##### Given records

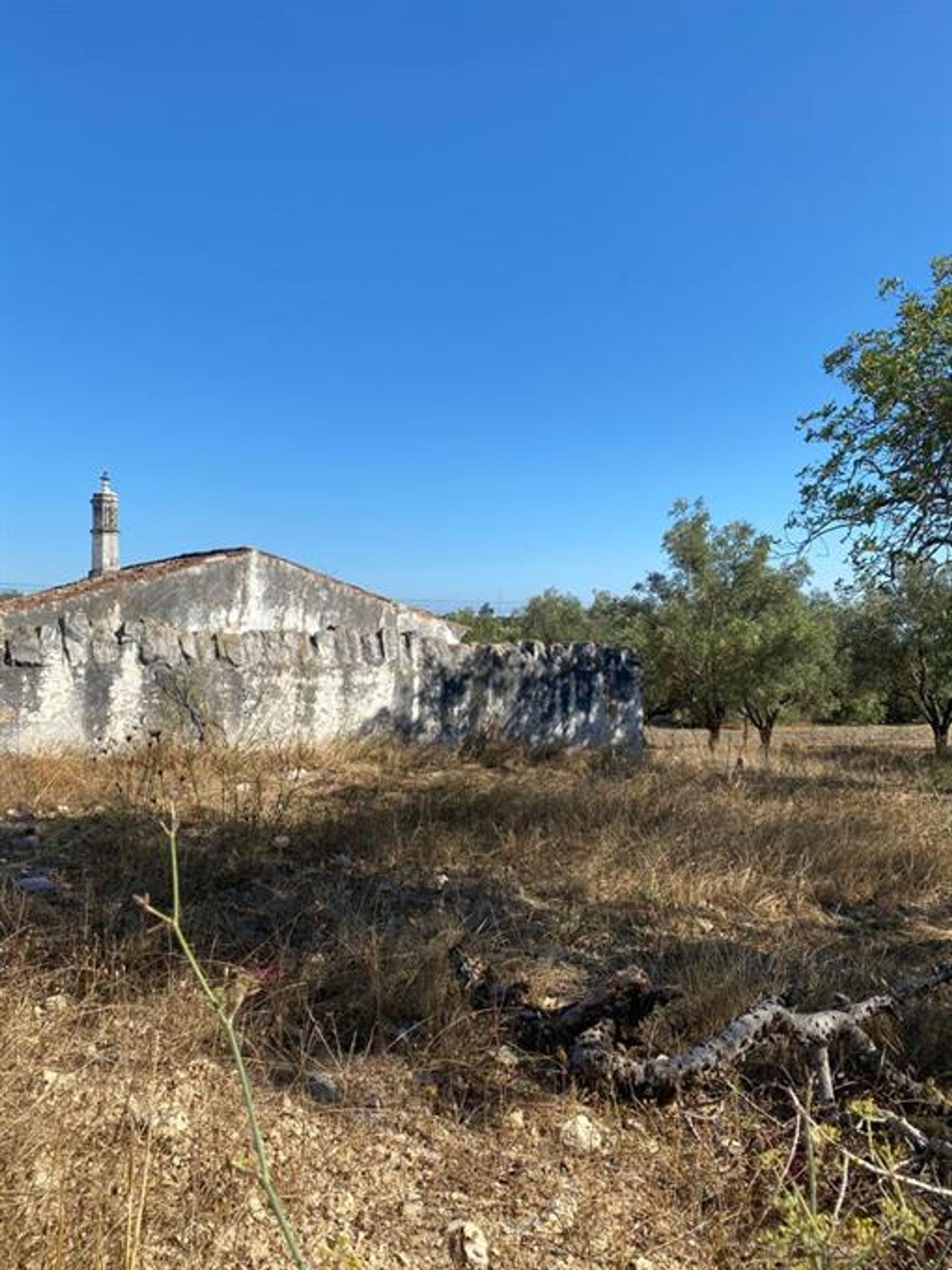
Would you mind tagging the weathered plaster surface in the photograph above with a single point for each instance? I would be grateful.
(254, 651)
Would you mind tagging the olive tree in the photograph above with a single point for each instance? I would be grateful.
(903, 642)
(885, 475)
(725, 631)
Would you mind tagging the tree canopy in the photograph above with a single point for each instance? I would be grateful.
(885, 480)
(901, 642)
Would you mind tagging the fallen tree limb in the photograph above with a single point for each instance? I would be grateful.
(590, 1032)
(627, 999)
(595, 1060)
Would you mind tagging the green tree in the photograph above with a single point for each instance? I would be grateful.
(485, 627)
(787, 654)
(901, 642)
(885, 480)
(725, 631)
(555, 618)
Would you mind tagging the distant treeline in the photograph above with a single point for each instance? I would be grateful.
(728, 632)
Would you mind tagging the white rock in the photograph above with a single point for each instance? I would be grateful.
(581, 1135)
(468, 1246)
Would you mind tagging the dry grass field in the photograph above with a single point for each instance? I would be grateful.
(334, 883)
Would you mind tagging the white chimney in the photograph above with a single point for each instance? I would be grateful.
(106, 529)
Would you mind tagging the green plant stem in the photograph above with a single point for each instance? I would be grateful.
(226, 1023)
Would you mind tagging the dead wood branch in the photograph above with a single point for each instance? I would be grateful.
(591, 1029)
(595, 1060)
(627, 999)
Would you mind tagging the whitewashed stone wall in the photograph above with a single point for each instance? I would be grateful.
(74, 683)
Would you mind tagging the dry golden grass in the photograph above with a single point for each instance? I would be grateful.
(339, 879)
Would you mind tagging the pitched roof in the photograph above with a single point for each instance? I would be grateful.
(150, 570)
(130, 573)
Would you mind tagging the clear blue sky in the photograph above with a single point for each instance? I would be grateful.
(451, 300)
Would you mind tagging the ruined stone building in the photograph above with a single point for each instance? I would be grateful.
(245, 647)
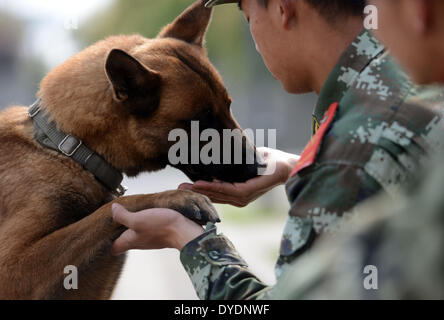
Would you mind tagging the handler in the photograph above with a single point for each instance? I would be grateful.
(368, 137)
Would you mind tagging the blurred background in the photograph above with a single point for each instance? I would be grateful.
(37, 35)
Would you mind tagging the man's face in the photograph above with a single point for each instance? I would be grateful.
(398, 31)
(272, 42)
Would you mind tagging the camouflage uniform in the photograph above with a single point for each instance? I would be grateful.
(377, 141)
(401, 238)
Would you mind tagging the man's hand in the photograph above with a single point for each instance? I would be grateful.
(241, 194)
(153, 229)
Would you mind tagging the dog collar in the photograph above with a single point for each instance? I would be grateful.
(47, 134)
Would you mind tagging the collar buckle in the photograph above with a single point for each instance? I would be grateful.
(69, 145)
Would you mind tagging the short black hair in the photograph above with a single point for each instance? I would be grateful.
(331, 9)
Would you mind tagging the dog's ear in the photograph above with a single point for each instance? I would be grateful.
(133, 84)
(190, 26)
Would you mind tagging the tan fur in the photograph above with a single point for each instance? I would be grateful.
(53, 213)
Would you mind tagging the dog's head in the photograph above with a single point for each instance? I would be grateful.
(124, 96)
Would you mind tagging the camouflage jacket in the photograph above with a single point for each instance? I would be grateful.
(377, 140)
(391, 250)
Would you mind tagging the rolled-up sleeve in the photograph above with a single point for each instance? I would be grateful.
(217, 271)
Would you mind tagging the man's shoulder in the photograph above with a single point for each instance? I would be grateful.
(389, 143)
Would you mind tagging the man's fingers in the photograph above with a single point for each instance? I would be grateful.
(123, 216)
(125, 242)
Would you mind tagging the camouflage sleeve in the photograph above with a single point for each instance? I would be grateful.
(322, 201)
(217, 271)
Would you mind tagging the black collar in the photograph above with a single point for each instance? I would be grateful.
(48, 135)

##########

Output the lines above in full and exactly as given, omitting any pictures.

Solution to this task:
Would you mind tagging the weathered plaster surface in the photograph above with a single point for each instance? I would be grateful.
(254, 651)
Would you mind tagging the olive tree in the photograph above with a single point for each instance? I would be grateful.
(903, 642)
(885, 475)
(725, 631)
Would you mind tagging the tree canopy in the photograph above with a single point for each instance? I would be grateful.
(885, 480)
(901, 642)
Would you mind tagging the fallen tree limb in the photograph above with a single point for each instance? I would be grateful.
(590, 1032)
(627, 999)
(595, 1060)
Would you mind tagging the green tree in the photograph above with a single point for each instance? I would be grateful.
(485, 627)
(787, 654)
(901, 642)
(885, 480)
(725, 631)
(555, 618)
Would you mind tagging the distant treeline in the photograph above with a single point for each instance? I would be grateful.
(728, 632)
Would you mind tagging the white rock in the photograph above with a single point for each instance? I would be grateful.
(581, 1135)
(468, 1246)
Would you mind tagging the dry grass field in the photograph above with a single point for each instance? I would be grateful.
(334, 883)
Would you mind tagging the white chimney in the photograph above with a single point for each instance? I would be grateful.
(106, 529)
Would you mind tagging the green plant stem in the photograph above with a single point for each instance? I would be grateful.
(226, 1023)
Would you mind tagging the dead wood branch in the photograph above with a single point for each instance? I would be grateful.
(591, 1029)
(595, 1060)
(627, 999)
Would you mind tagging the whitewashed stone wall in the photograph above with a single point for each instance? I would be grateful.
(74, 683)
Would you mind tagging the dry golden grass in the photograph above with a single point for each instance? I would be grateful.
(339, 879)
Would you mind tagging the pitched roof in the photograph above with a single point for each instance? I would be grateful.
(150, 570)
(130, 573)
Would you mind tagging the clear blue sky in the photograph above with a single point for each instance? I would be grateful.
(451, 300)
Would you mind tagging the ruined stone building in the photograph above with a single point for each instance? I would be grateful.
(245, 647)
Would you mind tagging the handler in the photograph above with a single point for each instance? I would be grateful.
(368, 137)
Would you mind tagging the blurred background in the photograph above with a single point for each instance? I would be grateful.
(37, 35)
Would you mind tagging the man's face in the photograph above with a single point for each instance? I would be grateful.
(398, 31)
(272, 42)
Would you mind tagging the camouflage uniform in the photograph above with a single point for each instance? I would be grateful.
(377, 141)
(401, 238)
Would you mind tagging the man's hand in the photograph above with a single point for each instance? I would be grateful.
(241, 194)
(153, 229)
Would you mind tagging the dog collar in the photograph above with a single point for each instance? I would be grateful.
(47, 134)
Would you mind tagging the collar buckle in the photograph above with a single point for each instance? I would be grateful.
(69, 145)
Would you mind tagging the short black hair in the photograph above with a single point for each instance? I would be grateful.
(331, 9)
Would you mind tagging the dog's ear in the photograph above with a single point for each instance? I would be grateful.
(133, 84)
(190, 26)
Would you mind tagging the tan fur in the photograph above with a single point for each instance? I would be grateful.
(53, 213)
Would you mind tagging the dog's head in the photograph above with a single point for each instance? I would be grateful.
(124, 96)
Would you mind tagging the camouflage jacket in the photograph above with a single point for each instance? I would be grateful.
(377, 140)
(391, 250)
Would you mind tagging the rolled-up sleeve in the photograph above with a single point for each instance? I would be grateful.
(217, 271)
Would you mind tagging the man's shoulder in the photograph above with a single point for each instance? I would be grateful.
(389, 143)
Would you mind tagging the man's fingers in the photograph above with a single point for each instance? I would be grateful.
(123, 216)
(125, 242)
Would you mind tagging the camouflage sleeve in the photograph above with a single point for each instance? I would be grateful.
(322, 201)
(217, 271)
Would you mind tagging the black collar in the photograph above with a single point for each instance? I would be grateful.
(48, 135)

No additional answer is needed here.